◆ **TRECHO DO TEXTO**
-.-.-

Tudo Sempre Igual

Cotidiano
Chico Buarque
Todo dia ela faz tudo sempre igual
Me sacode às seis horas da manhã
Me sorri um sorriso pontual
E me beija com a boca de hortelã
Todo dia ela diz que é pr'eu me cuidar
E essas coisas que diz toda mulher
Diz que está me esperando pr'o jantar
E me beija com a boca de café
Todo dia eu só penso em poder parar
Meio-dia eu só penso em dizer não
Depois penso na vida pra levar
E me calo com a boca de feijão
Seis da tarde como era de se esperar
Ela pega e me espera no portão
Diz que está muito louca pra beijar
E me beija com a boca de paixão
Toda noite ela diz pr'eu não me afastar
Meia-noite ela jura eterno amor
E me aperta pr'eu quase sufocar
E me morde com a boca de pavor
Todo dia ela faz tudo sempre igual
Me sacode às seis horas da manhã
Me sorri um sorriso…

Belíssimo poema e música do grande Chico Buarque que nesta ocasião de virada de ano quero comparar com outra maravilhosa música, cantata magnificamente também por ele nos anos 70:

Um dia ele chegou tão Diferente

Valsinha
Vinicius de Moraes
Um dia ele chegou tão diferente
Do seu jeito de sempre chegar
E olhou-a dum jeito mais quente
Do que sempre costuma olhar
E não maldisse a vida tanto
Quanto era seu jeito de sempre falar
E nem deixou-a só num canto
Pra seu grande espanto convidou-a pra dançar
E aí ela se fez bonita como há muito tempo não queria ousar
Com seu vestido decotado cheirando a guardado de tanto esperar
Então os dois deram-se os braços como há muito tempo não se usava dar
E cheios de ternura e graça foram para a praça e começaram a se abraçar
E ali dançaram tanta dança que a vizinhança toda despertou
E foi tanta felicidade que toda cidade se iluminou
E foram tantos beijos loucos tantos risos roucos
como não se ouvia mais
Que o mundo compreendeu
E o dia amanheceu
Em paz

Chegar diferente

O ano só será de fato novo na proporção em que tivermos a coragem de “Chegarmos tão diferentes do nosso jeito de sempre chegar”.
Fazendo “todo dia tudo sempre igual”, chegaremos eternamente aos mesmos resultados e nos aprisionaremos cada vez mais às correntes das ilusões sobre nós mesmos.

“…E ai ela se fez bonita…”


“…E aí ela se fez bonita como há muito tempo não queria ousar…”
O chegar diferentes, espontâneos, livres, nos faz bonitos e ousados. Expressamos a beleza própria da ousadia, do novo, do inusitado. Quem não é mais belo ao interagir com uma criança feliz? A espontaneidade é profundamente contagiante, por isso queremos estar perto e interagir com as crianças, nos sentimos alegres, felizes… e nos tornamos “mais bonitos”.

Consciência, Espontaneidade e Intimidade

Eric Berne, criador da Análise Transacional propunha três parâmetros fundamentais de saúde: Consciência, Espontaneidade e Intimidade.

-.-.-

◆ **PEDIDO 1**
Quais são os três parâmetros fundamentais de saúde que, segundo o texto, Eric Berne propunha?
◆ **PEDIDO 2**
Copie do texto, sem mudar nada, tudo o que vai de "O chegar diferentes, espontâneos, livres, nos" até "Espontaneidade e Intimidade.".
Para responder, use apenas o texto.

◆ **MATERIAL EXTRAÍDO**
-.-.-

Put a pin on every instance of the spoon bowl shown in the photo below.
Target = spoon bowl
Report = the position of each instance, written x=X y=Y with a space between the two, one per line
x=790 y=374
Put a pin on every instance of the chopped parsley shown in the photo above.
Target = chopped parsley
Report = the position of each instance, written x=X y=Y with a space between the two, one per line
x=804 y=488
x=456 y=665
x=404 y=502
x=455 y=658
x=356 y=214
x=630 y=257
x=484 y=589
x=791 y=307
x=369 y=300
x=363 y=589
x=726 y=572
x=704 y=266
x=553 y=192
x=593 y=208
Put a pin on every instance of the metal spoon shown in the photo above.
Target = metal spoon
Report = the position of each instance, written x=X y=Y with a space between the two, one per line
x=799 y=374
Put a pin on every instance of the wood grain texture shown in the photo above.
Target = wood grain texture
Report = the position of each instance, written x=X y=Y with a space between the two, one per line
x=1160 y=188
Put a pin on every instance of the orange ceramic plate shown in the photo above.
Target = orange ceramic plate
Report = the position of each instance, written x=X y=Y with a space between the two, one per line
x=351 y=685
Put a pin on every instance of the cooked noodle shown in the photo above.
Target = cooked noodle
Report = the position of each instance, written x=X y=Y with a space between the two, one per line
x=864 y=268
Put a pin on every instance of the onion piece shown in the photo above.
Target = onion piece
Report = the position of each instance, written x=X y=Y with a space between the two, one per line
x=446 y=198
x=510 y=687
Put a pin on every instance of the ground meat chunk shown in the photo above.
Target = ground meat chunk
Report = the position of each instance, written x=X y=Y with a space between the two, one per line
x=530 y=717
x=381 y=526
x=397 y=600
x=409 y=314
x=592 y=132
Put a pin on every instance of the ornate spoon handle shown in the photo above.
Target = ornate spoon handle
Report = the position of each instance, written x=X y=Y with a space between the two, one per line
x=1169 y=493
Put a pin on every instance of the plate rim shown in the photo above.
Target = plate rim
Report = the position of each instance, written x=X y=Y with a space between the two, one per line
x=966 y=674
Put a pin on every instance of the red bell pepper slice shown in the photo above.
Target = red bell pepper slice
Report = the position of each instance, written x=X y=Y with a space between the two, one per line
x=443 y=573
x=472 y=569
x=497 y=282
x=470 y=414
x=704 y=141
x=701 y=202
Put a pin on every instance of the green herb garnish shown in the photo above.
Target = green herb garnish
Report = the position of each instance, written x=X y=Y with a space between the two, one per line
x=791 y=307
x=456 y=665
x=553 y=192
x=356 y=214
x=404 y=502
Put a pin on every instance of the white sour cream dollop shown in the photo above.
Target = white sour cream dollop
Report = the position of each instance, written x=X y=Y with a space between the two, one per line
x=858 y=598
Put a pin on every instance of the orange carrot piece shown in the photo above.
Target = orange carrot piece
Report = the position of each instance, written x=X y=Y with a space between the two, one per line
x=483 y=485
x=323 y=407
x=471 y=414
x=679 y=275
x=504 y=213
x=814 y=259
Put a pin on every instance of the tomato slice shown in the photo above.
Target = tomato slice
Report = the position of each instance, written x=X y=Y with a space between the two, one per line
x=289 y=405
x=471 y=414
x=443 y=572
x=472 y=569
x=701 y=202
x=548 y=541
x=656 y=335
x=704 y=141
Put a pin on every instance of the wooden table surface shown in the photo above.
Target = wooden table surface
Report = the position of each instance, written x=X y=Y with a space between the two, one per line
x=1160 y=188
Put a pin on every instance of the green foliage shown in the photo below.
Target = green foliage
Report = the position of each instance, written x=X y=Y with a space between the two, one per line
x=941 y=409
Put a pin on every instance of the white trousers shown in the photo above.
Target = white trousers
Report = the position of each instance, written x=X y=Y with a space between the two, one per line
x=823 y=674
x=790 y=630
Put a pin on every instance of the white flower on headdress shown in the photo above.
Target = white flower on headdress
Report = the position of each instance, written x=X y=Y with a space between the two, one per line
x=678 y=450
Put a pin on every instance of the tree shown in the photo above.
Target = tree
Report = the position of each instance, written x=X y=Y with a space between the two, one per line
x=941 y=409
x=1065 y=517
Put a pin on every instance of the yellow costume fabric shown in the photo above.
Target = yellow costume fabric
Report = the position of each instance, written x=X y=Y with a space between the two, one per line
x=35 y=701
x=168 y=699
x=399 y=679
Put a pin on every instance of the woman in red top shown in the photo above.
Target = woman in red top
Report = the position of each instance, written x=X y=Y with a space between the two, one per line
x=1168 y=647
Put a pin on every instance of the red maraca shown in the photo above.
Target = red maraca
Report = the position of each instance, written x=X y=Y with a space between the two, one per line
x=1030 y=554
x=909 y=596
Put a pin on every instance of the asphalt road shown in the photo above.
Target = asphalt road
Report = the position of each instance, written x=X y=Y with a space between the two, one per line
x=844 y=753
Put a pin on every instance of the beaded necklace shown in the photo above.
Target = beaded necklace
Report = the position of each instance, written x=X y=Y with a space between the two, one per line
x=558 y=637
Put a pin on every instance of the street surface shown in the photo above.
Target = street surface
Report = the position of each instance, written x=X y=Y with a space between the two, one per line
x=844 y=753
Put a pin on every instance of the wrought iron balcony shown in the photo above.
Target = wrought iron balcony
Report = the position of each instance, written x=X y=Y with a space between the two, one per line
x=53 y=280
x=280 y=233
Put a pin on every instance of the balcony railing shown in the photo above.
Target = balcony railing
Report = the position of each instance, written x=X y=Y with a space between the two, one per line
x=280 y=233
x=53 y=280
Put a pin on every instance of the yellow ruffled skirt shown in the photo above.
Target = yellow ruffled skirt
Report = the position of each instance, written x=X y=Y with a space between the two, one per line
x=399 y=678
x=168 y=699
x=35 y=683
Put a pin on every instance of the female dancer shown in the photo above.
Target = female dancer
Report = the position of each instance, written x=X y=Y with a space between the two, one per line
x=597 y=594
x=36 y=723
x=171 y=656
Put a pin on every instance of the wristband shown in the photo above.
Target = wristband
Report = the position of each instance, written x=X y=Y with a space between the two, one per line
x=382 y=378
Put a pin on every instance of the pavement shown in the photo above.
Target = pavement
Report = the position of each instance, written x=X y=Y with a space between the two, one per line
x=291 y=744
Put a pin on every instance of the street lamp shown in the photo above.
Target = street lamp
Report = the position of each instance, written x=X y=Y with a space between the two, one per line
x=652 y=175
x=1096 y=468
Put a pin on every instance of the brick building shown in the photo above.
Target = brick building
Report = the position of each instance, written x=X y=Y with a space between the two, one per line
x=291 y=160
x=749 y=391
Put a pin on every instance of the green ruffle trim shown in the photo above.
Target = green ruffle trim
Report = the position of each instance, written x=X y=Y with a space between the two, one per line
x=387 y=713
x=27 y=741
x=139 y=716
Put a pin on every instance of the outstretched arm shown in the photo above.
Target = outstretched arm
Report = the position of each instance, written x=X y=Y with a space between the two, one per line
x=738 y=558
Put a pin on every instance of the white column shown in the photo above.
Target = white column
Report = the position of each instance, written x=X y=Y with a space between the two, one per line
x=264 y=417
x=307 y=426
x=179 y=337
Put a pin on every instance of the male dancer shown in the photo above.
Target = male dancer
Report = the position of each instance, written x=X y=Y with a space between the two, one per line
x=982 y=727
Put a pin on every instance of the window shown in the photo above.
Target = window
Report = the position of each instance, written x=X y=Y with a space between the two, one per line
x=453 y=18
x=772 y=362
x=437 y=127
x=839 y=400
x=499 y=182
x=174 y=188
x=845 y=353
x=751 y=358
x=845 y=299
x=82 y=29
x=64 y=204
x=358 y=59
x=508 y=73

-.-.-

◆ **RESPOSTA 1**
Consciência, Espontaneidade e Intimidade.

◆ **RESPOSTA 2**
O chegar diferentes, espontâneos, livres, nos faz bonitos e ousados. Expressamos a beleza própria da ousadia, do novo, do inusitado. Quem não é mais belo ao interagir com uma criança feliz? A espontaneidade é profundamente contagiante, por isso queremos estar perto e interagir com as crianças, nos sentimos alegres, felizes… e nos tornamos “mais bonitos”.

Consciência, Espontaneidade e Intimidade

Eric Berne, criador da Análise Transacional propunha três parâmetros fundamentais de saúde: Consciência, Espontaneidade e Intimidade.